» Assigned task
Take the data below and extract the lines from the one with "x=284, y=230" to the one with "x=217, y=42", inclusive, exactly as written.

» Records for processing
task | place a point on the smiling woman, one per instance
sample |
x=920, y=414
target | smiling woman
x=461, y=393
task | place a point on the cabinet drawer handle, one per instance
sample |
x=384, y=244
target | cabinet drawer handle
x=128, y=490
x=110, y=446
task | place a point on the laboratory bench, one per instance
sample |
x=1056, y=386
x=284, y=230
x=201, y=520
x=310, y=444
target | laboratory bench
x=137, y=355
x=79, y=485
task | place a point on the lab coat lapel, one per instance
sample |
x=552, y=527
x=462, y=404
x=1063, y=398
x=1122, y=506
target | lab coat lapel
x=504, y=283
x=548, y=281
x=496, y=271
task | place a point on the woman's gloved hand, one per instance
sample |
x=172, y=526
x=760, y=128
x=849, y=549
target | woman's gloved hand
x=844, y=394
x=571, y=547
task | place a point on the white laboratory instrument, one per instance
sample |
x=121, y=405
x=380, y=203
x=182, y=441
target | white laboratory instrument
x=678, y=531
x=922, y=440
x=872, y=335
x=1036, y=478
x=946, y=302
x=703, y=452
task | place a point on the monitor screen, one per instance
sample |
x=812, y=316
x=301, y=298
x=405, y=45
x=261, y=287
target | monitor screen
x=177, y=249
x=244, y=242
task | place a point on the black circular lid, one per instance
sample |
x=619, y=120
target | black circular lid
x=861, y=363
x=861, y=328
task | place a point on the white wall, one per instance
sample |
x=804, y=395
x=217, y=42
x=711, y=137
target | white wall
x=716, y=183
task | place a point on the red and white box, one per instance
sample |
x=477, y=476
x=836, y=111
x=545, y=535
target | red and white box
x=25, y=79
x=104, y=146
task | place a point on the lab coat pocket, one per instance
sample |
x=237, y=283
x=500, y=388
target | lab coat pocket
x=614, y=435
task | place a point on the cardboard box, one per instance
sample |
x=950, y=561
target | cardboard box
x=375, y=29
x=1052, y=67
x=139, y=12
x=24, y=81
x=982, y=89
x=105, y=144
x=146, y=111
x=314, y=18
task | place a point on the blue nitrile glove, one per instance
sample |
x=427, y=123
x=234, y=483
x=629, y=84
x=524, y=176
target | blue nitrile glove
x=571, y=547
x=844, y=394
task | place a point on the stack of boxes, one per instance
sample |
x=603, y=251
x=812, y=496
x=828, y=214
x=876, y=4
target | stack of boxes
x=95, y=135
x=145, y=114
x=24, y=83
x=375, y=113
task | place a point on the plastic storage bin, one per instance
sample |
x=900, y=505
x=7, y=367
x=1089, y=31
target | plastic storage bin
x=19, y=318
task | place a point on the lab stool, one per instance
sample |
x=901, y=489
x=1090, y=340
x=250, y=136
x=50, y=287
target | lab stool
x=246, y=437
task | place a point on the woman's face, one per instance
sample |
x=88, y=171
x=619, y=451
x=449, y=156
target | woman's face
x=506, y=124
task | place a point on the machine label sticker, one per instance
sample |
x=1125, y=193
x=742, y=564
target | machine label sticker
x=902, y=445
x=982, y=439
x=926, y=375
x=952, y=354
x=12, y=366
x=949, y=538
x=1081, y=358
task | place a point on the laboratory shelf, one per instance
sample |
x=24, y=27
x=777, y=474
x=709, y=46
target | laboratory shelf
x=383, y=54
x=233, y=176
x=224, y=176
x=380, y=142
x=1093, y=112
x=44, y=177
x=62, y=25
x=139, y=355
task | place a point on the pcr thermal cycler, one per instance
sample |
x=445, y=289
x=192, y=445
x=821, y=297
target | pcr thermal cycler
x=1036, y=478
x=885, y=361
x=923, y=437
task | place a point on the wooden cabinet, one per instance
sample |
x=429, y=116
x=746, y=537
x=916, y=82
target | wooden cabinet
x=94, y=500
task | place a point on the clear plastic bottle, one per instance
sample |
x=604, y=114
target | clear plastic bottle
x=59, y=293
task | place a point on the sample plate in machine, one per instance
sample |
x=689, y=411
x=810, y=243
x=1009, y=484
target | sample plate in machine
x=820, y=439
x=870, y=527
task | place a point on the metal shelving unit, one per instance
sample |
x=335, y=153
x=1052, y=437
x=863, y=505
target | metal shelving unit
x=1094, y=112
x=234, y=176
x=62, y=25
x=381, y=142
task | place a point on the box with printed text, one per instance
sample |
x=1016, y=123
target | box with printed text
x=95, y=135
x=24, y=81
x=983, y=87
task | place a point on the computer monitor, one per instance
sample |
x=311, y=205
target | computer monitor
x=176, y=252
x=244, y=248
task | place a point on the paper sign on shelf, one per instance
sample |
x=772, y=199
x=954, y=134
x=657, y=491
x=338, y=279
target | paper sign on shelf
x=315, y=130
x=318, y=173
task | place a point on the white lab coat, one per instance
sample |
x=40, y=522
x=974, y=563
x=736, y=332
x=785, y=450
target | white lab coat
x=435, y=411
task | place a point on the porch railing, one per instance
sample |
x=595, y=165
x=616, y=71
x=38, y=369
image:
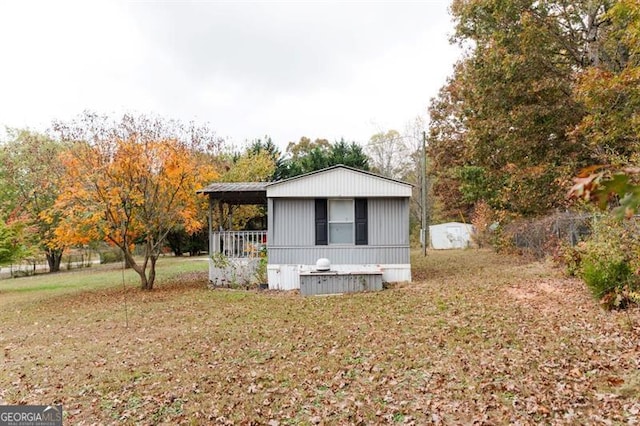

» Task answer
x=284, y=230
x=201, y=520
x=310, y=444
target | laboratory bench
x=137, y=355
x=79, y=485
task | place a point on the lab coat lapel, one per instance
sample |
x=552, y=527
x=462, y=404
x=1063, y=398
x=1122, y=506
target | lab coat lapel
x=504, y=283
x=548, y=281
x=496, y=271
task | place a point on the woman's gloved hand, one per instance
sample |
x=172, y=526
x=760, y=128
x=849, y=549
target | woman's gloved hand
x=844, y=394
x=571, y=547
task | place a point on the white laboratory instrument, one per instance
sample |
x=121, y=405
x=380, y=203
x=182, y=441
target | white laboratory instrument
x=678, y=531
x=922, y=440
x=872, y=335
x=1036, y=478
x=946, y=302
x=703, y=452
task | place a point on the monitor screen, one per instance
sample |
x=812, y=316
x=301, y=298
x=405, y=45
x=261, y=287
target | monitor screen
x=177, y=249
x=244, y=242
task | place a point on the black circular lid, one per instance
sample |
x=619, y=120
target | black circular lid
x=861, y=363
x=861, y=328
task | place a point on the white wall, one per instance
sample |
x=804, y=395
x=217, y=42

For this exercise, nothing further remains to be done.